> **PROBLEM REQUIREMENTS**
Repeat exactly the line that contains "Target: black t-shirt" and every line below it to the end of the material, omitting all others.

++++ SOURCE MATERIAL

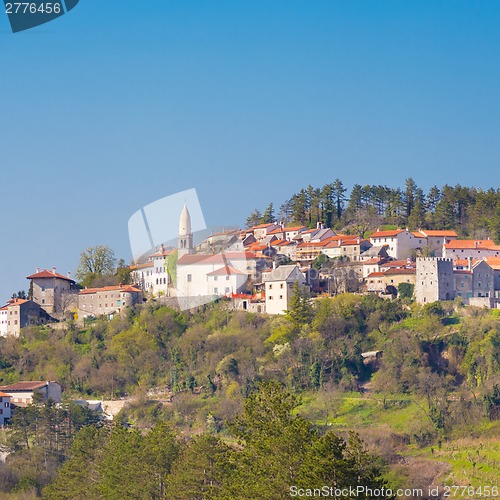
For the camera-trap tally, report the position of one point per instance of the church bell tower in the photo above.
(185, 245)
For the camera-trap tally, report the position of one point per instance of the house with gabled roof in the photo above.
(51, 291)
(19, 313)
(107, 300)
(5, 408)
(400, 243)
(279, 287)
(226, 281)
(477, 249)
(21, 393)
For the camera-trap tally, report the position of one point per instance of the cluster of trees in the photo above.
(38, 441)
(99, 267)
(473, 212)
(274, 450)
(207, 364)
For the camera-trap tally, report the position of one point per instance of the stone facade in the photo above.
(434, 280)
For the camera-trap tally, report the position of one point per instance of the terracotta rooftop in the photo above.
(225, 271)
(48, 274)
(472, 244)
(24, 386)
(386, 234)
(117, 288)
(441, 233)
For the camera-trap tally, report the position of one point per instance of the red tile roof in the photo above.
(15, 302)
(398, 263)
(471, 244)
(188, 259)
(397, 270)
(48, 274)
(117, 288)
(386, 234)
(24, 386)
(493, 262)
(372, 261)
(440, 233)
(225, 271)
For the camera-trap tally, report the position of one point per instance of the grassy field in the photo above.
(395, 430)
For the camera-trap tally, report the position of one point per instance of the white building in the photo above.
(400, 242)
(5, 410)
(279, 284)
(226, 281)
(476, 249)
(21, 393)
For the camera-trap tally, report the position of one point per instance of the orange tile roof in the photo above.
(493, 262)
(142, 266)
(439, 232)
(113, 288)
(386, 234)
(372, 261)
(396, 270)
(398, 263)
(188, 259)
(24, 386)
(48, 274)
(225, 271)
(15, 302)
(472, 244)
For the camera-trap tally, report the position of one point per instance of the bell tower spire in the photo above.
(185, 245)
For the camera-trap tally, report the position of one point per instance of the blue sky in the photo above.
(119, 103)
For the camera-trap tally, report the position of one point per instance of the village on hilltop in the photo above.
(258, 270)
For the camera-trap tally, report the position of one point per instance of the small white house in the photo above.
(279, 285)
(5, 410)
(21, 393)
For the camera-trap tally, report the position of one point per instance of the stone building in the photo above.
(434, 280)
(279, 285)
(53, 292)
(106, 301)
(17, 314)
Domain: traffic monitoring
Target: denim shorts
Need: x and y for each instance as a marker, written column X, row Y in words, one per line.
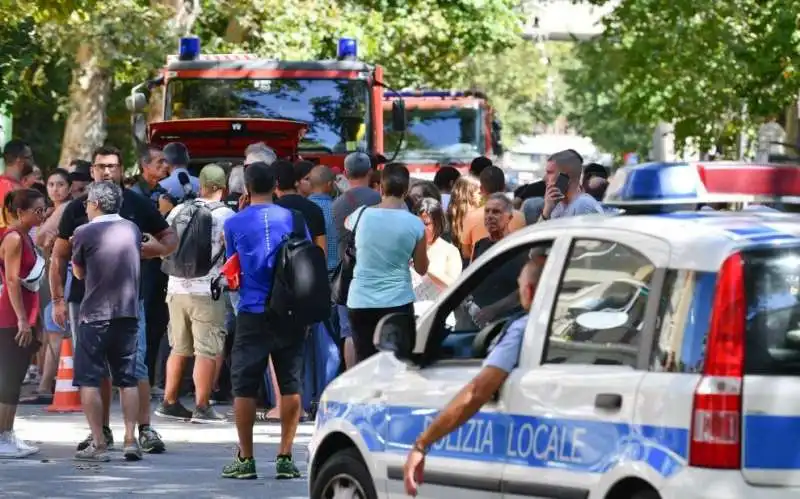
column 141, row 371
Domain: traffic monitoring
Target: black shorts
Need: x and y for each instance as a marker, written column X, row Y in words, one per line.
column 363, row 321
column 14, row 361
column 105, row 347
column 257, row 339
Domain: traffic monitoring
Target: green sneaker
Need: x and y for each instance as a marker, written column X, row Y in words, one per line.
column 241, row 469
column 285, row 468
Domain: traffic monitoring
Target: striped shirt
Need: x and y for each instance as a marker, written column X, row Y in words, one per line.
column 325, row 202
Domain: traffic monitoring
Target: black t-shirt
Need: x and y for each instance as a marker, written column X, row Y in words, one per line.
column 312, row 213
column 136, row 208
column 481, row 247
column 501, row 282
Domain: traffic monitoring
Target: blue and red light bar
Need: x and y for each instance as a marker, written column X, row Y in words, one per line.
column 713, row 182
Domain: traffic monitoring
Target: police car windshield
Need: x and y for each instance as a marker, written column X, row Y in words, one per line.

++++++++

> **PROBLEM SOLUTION**
Target: black t-shirt
Need: x and y for each instance as a marker, written column X, row Y in words, one per line.
column 312, row 213
column 136, row 208
column 481, row 247
column 501, row 282
Domain: traffic monitoring
Target: blue and red light bar
Need: x and y for each instance as a marker, written column X, row Y in words, one per line.
column 713, row 182
Domain: traffic monitoring
Target: police car windshield
Need: x and y for each instance as a marker, written column X, row Y in words, one per line.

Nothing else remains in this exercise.